- _WORK TO DO_:
[a] Decide whether each statement agrees with the interior painting article: (i) the contractor uses oil paint in kitchens and bathrooms; (ii) blue masking tape peels off cleanly for up to 30 days; (iii) the contractor masks off the trim before cutting in the walls. For each, answer yes or no and quote the words of the article that settle it.
[b] Output, word for word, the part of the interior painting article that opens with the words containing "Which type of" and closes with "tapes works well.".

A painting contractor shares advice to help you get professional results on your next interior paint job.
Synopsis: In this article a professional painting contractor answers the most frequently asked questions about interior painting. Among other topics, he covers prepping a room, covering stains, and painting windows and doors.
Most people think that painting the interior of a house is a job that requires just a couple of tools, a high level of boredom, and very little experience. Only after they’ve come to the end of their messy first job do they begin to wonder about that old guy in painter’s whites they once saw working at someone else’s house. How could he paint an entire room in a seamlessly choreographed sequence of brush and roller strokes before his second cup of coffee and not spill even a drop of paint? I’m not that old guy yet, but I am a painting contractor. People always ask me how they can improve their painting techniques. If you consider the act of painting on par with a trip to the dentist, the answers ahead will provide some Novocain to ease the pain of your next painting project.
How do I prep a room for paint?
I like to move all furniture out or to the center of the room and cover it with plastic. To protect the floor, I roll out 4-mil plastic and tape it to the baseboard. Unless I’m painting the ceiling, it’s necessary to cover only the first 3 ft. or 4 ft. of floor from the wall. Blue masking tape is best; it adheres to most surfaces and peels off cleanly for up to 14 days. The green tape can stay on even longer.
Next, I make sure walls and trim surfaces are clean, stain-free, and smooth. Nail holes, bumps, and cracks can be patched; for anything less than 1 ⁄4 in. deep, I use lightweight joint compound, which dries quickly.
How do I prevent stains from showing through the new paint?
It’s a good idea to start any job with a quality primer. Stains including ink, crayon, water, and smoke soot can be blocked by a stain killing primer such as BIN or Benjamin Moore’s Fresh Start acrylic primer. After applying the primer, be sure to spot-prime the same area with the finish paint before applying the final coat. Otherwise, the spot will appear shiny when the wall is viewed from an angle.
Which type of paint is best?
For a topcoat, there are two things to consider: latex vs. oil, and type of finish. Oil paint is made with an alkyd-base resin and cleans up with mineral spirits. I use it in kitchens and bathrooms because it is impervious to water. Latex paint is made from acrylic resins and cleans up with water. Because of their good durability and easy cleanup, I use latex paints everywhere else.
What do I paint first?
Pro painters have different preferences, but I like to paint the walls first, then the trim. I can roll out the walls quickly and not worry about any spray landing on the trim. Once the walls are finished, I wipe down the trim with a damp rag and start on it. I don’t mask off the trim when I cut in the walls, but masking is certainly a good option if you’d rather not worry about getting wall paint on the trim. Any one of the low-tack tapes works well.
Lap marks on walls are the visible transition between the textures made by a brush and by a roller. I cut in with a brush first, then try to roll as close to the trim as possible. I switch between cutting and rolling to ensure that the cutting stays wet, which also helps to eliminate marks. You’ll also find that the greater the paint’s sheen, the greater the likelihood of lap marks, which is a big reason to use flat paint on walls.
When rolling out a wall, how can I avoid lap masks and ropes?

- _DATA PROVIDED_:

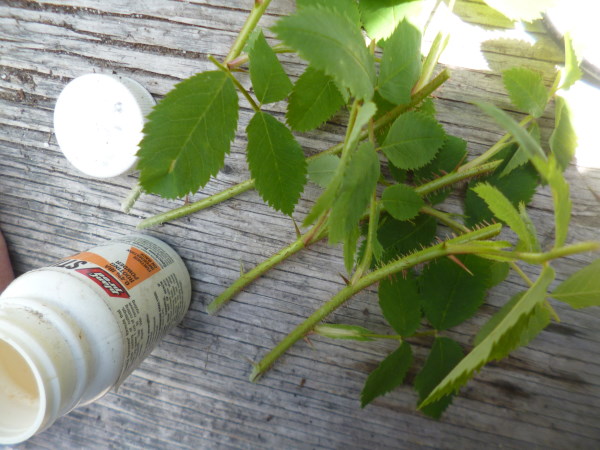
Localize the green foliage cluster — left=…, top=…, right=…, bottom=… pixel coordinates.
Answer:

- _EXERCISE ANSWERS_:
[a]
(i) Yes: "I use it in kitchens and bathrooms because it is impervious to water."
(ii) No: "peels off cleanly for up to 14 days."
(iii) No: "I don’t mask off the trim when I cut in the walls"

[b]
Which type of paint is best?
For a topcoat, there are two things to consider: latex vs. oil, and type of finish. Oil paint is made with an alkyd-base resin and cleans up with mineral spirits. I use it in kitchens and bathrooms because it is impervious to water. Latex paint is made from acrylic resins and cleans up with water. Because of their good durability and easy cleanup, I use latex paints everywhere else.
What do I paint first?
Pro painters have different preferences, but I like to paint the walls first, then the trim. I can roll out the walls quickly and not worry about any spray landing on the trim. Once the walls are finished, I wipe down the trim with a damp rag and start on it. I don’t mask off the trim when I cut in the walls, but masking is certainly a good option if you’d rather not worry about getting wall paint on the trim. Any one of the low-tack tapes works well.